• Entries from a pointing dataset:
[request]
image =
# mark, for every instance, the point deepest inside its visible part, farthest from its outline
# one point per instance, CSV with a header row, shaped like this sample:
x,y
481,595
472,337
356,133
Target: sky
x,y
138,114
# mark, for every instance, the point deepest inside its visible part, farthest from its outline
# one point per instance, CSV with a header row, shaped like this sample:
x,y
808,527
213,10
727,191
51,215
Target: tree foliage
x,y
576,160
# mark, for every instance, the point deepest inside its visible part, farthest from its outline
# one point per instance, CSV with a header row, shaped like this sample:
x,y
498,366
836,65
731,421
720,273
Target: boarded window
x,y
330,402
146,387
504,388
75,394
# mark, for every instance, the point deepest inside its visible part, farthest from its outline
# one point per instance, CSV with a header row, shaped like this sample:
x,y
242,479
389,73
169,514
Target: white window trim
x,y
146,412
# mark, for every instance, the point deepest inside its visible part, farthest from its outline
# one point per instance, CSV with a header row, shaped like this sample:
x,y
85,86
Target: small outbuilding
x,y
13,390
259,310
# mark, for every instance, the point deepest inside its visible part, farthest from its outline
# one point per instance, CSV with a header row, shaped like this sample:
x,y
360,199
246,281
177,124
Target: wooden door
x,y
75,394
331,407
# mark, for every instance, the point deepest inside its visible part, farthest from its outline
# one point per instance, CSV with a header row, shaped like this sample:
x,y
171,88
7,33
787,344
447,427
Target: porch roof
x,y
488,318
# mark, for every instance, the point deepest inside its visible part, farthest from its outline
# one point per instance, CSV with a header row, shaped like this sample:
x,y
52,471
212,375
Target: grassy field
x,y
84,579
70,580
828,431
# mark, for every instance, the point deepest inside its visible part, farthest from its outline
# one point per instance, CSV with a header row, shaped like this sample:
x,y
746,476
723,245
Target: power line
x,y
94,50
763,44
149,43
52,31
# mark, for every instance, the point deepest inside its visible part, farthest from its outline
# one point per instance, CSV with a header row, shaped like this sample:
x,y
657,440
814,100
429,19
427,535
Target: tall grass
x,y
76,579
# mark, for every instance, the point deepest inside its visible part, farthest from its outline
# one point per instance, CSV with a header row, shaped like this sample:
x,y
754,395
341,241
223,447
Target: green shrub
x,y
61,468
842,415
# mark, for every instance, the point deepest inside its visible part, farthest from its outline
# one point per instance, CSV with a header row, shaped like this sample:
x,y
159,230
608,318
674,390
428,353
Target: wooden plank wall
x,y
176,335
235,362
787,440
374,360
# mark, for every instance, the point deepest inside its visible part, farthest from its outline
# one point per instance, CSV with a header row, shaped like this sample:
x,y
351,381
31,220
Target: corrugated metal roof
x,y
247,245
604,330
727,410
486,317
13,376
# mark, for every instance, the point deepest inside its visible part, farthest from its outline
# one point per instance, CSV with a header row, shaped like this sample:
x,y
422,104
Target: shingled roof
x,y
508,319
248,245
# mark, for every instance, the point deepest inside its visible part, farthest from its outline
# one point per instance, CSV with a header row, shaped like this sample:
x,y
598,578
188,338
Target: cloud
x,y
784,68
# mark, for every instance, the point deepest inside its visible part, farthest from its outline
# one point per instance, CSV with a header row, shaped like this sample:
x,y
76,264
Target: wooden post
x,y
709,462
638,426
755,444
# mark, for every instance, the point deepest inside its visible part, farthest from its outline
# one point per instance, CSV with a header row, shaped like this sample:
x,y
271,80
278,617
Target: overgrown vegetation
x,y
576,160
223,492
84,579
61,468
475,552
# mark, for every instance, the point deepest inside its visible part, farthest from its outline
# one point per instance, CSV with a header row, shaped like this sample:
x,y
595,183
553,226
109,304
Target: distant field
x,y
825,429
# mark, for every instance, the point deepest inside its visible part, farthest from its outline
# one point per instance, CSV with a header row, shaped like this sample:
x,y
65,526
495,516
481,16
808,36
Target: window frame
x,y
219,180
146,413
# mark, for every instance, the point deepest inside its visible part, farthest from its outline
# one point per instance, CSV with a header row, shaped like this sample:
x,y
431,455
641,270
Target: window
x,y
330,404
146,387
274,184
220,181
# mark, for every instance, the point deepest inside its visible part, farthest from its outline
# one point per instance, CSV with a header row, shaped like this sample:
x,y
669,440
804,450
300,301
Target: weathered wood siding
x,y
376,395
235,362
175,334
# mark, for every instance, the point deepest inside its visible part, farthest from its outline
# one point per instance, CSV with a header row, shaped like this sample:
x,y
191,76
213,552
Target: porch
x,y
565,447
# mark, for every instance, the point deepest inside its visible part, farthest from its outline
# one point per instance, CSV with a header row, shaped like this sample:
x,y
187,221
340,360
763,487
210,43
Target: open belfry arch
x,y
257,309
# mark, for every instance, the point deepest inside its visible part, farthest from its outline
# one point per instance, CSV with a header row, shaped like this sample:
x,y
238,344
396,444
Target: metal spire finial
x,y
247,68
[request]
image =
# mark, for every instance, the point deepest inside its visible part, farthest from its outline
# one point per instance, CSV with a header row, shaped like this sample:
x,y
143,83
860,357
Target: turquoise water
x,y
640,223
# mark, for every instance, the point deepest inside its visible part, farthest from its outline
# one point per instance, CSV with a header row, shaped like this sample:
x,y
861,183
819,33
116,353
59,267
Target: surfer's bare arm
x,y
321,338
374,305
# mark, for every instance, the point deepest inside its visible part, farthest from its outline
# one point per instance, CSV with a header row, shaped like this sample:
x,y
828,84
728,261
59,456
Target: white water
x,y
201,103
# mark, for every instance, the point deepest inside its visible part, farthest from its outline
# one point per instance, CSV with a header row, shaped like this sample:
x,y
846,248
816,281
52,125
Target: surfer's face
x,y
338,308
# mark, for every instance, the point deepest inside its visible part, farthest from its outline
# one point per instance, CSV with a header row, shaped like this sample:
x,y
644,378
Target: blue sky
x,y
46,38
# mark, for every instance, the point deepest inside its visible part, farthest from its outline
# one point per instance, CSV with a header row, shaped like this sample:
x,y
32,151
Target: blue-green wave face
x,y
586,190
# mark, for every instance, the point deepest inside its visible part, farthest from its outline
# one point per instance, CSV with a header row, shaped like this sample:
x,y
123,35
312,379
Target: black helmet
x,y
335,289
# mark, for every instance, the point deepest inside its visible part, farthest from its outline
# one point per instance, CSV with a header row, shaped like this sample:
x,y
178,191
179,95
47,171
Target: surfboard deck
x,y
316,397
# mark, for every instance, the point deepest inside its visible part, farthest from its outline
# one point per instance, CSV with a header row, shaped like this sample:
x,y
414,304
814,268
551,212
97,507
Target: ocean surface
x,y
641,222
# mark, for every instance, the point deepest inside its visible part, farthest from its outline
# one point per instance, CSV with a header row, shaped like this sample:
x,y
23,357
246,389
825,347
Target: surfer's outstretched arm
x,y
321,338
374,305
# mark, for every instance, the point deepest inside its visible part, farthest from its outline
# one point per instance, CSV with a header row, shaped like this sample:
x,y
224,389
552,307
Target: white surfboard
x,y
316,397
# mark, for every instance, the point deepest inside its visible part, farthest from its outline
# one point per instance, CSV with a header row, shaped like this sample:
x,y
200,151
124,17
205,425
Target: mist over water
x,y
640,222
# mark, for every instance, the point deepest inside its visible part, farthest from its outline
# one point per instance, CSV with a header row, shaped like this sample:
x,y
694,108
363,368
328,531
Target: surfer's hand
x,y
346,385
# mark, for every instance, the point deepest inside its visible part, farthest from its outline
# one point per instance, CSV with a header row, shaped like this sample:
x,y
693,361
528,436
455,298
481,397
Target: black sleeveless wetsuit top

• Exercise details: Output the complete data exactly as written.

• Exercise answer:
[request]
image =
# mark, for every instance, the point deepest inside its visible part, farthest from its outline
# one point per instance, CSV with a header row, shaped like this sample:
x,y
481,595
472,337
356,133
Target: sky
x,y
138,114
# mark, for every instance, the point deepest inside its visible part, farthest from its outline
# one point per instance, CSV with a header row, shaped like this sample:
x,y
808,527
213,10
727,191
51,215
Target: tree foliage
x,y
576,160
# mark, for every instance, the point deepest inside its visible part, farthest from its outline
# one point per instance, CSV with a header row, shaped like this sample:
x,y
498,366
836,65
731,421
720,273
Target: boarded window
x,y
330,402
146,387
504,388
75,394
# mark, for every instance, the point deepest inside its visible part, farthest from its outline
# one point per instance, CSV with a header row, shaped like this sample:
x,y
242,479
389,73
169,514
Target: white window trim
x,y
146,412
# mark, for every instance, the point deepest inside its visible part, farthest from its outline
# one point per instance, CSV with a header row, shaped like this sample:
x,y
85,86
Target: small outbuilding
x,y
13,390
259,310
# mark, for every instance, the point deepest inside its visible part, farthest from its outline
# one point per instance, CSV with a header row, shaped like this sample:
x,y
360,199
246,281
177,124
Target: wooden door
x,y
75,394
331,407
# mark, for every instance, the point deepest inside its visible part, farthest from its outline
# one point per instance, CSV with a header row, shaped like this sample:
x,y
171,88
7,33
787,344
447,427
Target: porch roof
x,y
488,318
# mark, for every instance, the point deepest inside its visible part, farthest from its outline
# one point per instance, CSV with a header row, shaped like this sample:
x,y
52,471
212,375
Target: grassy field
x,y
84,579
70,580
828,431
# mark, for every instance, the point deepest inside its visible part, farthest from its outline
# one point per instance, CSV with a header row, shaped like this sample:
x,y
746,476
723,245
Target: power line
x,y
94,50
763,44
149,43
52,31
# mark, for every instance, the point deepest inside its visible part, farthest from its outline
# one point per instance, CSV with a header row, shaped like this sample:
x,y
657,440
814,100
429,19
427,535
Target: tall grass
x,y
76,579
# mark, for every instance, the point deepest inside its visible part, farthest from its outline
# one point per instance, CSV with a header row, shaped like this sample:
x,y
754,395
341,241
223,447
Target: green shrub
x,y
61,468
842,415
# mark, for every instance, the point deepest inside its visible part, farthest from its outline
# one point per instance, CSV with a header row, shaped like this sample:
x,y
159,230
608,318
674,390
428,353
Target: wooden plank wall
x,y
176,335
235,362
787,440
374,360
# mark, for every instance, the point deepest inside its visible part, farthest from its outline
# one point per instance, CSV with a header row, shaped like this sample:
x,y
351,381
31,220
Target: corrugated metal roof
x,y
247,245
604,330
727,410
486,317
13,376
# mark, for every instance, the point deepest inside its visible part, farthest from its outline
# one point per instance, CSV with a header row, shaped like this sample:
x,y
422,104
Target: shingled roof
x,y
508,319
248,245
# mark, for every instance, the point deepest inside its visible part, farthest from its outline
# one point per instance, CSV with a header row, shaped like this sample:
x,y
598,578
188,338
Target: cloud
x,y
784,68
# mark, for every instance, the point deepest inside its visible part, farthest from its outline
# one point per instance, CSV with a header row, shaped like this sample:
x,y
76,264
Target: wooden post
x,y
709,462
638,426
755,444
# mark, for every instance, the point deepest inside its visible part, farthest from its outline
# one point per instance, CSV with a header row, shaped like this sample:
x,y
271,80
278,617
Target: overgrown vegetation
x,y
576,160
223,492
84,579
61,468
475,552
# mark, for every instance, the point deepest inside its visible part, farthest from its outline
# one point per instance, CSV with a header row, shaped like this sample:
x,y
595,183
553,226
109,304
Target: distant field
x,y
825,429
# mark, for every instance, the point deepest inside its visible part, farthest from its outline
# one point per instance, CSV with a header row, shaped like this sample:
x,y
65,526
495,516
481,16
808,36
Target: window frame
x,y
219,180
146,413
# mark, for every instance, the point deepest inside its visible part, farthest from its outline
# one point per instance, CSV with a header row, shaped like this sample:
x,y
431,455
641,270
Target: window
x,y
330,404
146,387
274,184
220,181
# mark, for every instance, the point deepest inside its visible part, farthest from its outline
# one point per instance, CSV with a header row, shaped like this sample:
x,y
669,440
804,450
300,301
Target: weathered wood siding
x,y
376,395
235,362
175,334
# mark, for every instance, the point deepest inside its visible part, farthest from its outline
# one point per instance, CSV with a header row, shaped like this sample:
x,y
191,76
213,552
Target: porch
x,y
565,447
# mark, for every instance, the point deepest inside its visible part, farthest from its outline
# one point per instance, CSV with a header row, shaped like this sample:
x,y
187,221
340,360
763,487
210,43
Target: open belfry arch
x,y
257,309
# mark, for every instance, the point deepest inside its visible part, farthest from its outline
# one point per instance, CSV with a header row, shaped like this sample:
x,y
238,344
396,444
Target: metal spire finial
x,y
247,68
[request]
image =
# mark, for every instance, the point deepest inside its visible part, farthest from its outline
# one point per instance, CSV with a header row, shaped like this sample:
x,y
143,83
860,357
Target: turquoise water
x,y
640,223
# mark, for every instance, the point deepest inside its visible part, farthest from its outline
# one point per instance, CSV with a header row, shaped like this sample:
x,y
861,183
819,33
116,353
59,267
Target: surfer's bare arm
x,y
321,338
374,305
# mark, for every instance, the point deepest inside its visible part, farthest from its outline
# one point per instance, CSV with a header row, shaped like this sample:
x,y
828,84
728,261
59,456
Target: white water
x,y
201,103
# mark, for every instance, the point deepest inside its visible part, farthest from its outline
# one point per instance, CSV with a header row, shaped like this sample:
x,y
846,248
816,281
52,125
Target: surfer's face
x,y
338,308
# mark, for every instance, the point deepest inside its visible part, farthest from its outline
# one point per instance, CSV with a header row, shaped like this sample:
x,y
644,378
Target: blue sky
x,y
46,38
# mark, for every instance, the point deepest inside its visible part, farthest from its outline
# one point per instance, CSV with a header row, shaped like this sample:
x,y
32,151
Target: blue-green wave face
x,y
586,190
# mark, for every instance, the point deepest inside its visible part, farthest from its outline
# one point per instance, CSV with a header row, shaped like this sample:
x,y
123,35
312,379
Target: black helmet
x,y
335,289
# mark, for every instance, the point deepest inside its visible part, farthest from its outline
# one point per instance, CSV with a header row, shaped like this sample:
x,y
178,191
179,95
47,171
Target: surfboard deck
x,y
316,397
# mark, for every instance, the point deepest inside its visible part, farthest from its outline
# one point per instance, CSV with a header row, shaped like this sample:
x,y
414,304
814,268
551,212
97,507
Target: ocean surface
x,y
641,222
# mark, for every instance, the point deepest inside its visible part, farthest from its outline
# one point per instance, CSV with a header row, shaped like this sample:
x,y
23,357
246,389
825,347
Target: surfer's outstretched arm
x,y
321,338
374,305
# mark, for every instance, the point deepest inside its visible part, farthest from its outline
# one point per instance, CSV with a header row, shaped like this sample:
x,y
224,389
552,307
Target: white surfboard
x,y
316,397
# mark, for every instance, the point deepest inside its visible part, farthest from its outline
# one point per instance, CSV with a header row, shaped like this sample:
x,y
200,151
124,17
205,425
Target: mist over water
x,y
640,222
# mark, for every instance, the point deepest inside its visible part, farthest from its outline
# one point per instance, CSV with a header row, shaped like this sample:
x,y
694,108
363,368
328,531
Target: surfer's hand
x,y
346,385
# mark, for every instance, the point deepest inside its visible part, farthest from its outline
# one point per instance, CSV with a header row, shaped like this sample:
x,y
693,361
528,436
455,298
481,397
Target: black sleeveless wetsuit top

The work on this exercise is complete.